GIVEN DATA Block Start

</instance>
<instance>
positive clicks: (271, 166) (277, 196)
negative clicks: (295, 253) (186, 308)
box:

GIVEN DATA Block End

- _EXERCISE BRIEF_
Reproduce every one of the records above verbatim, keeping each line unchanged and in its original order.

- _FINISHED EXERCISE_
</instance>
<instance>
positive clicks: (271, 166) (277, 196)
negative clicks: (295, 253) (186, 308)
box:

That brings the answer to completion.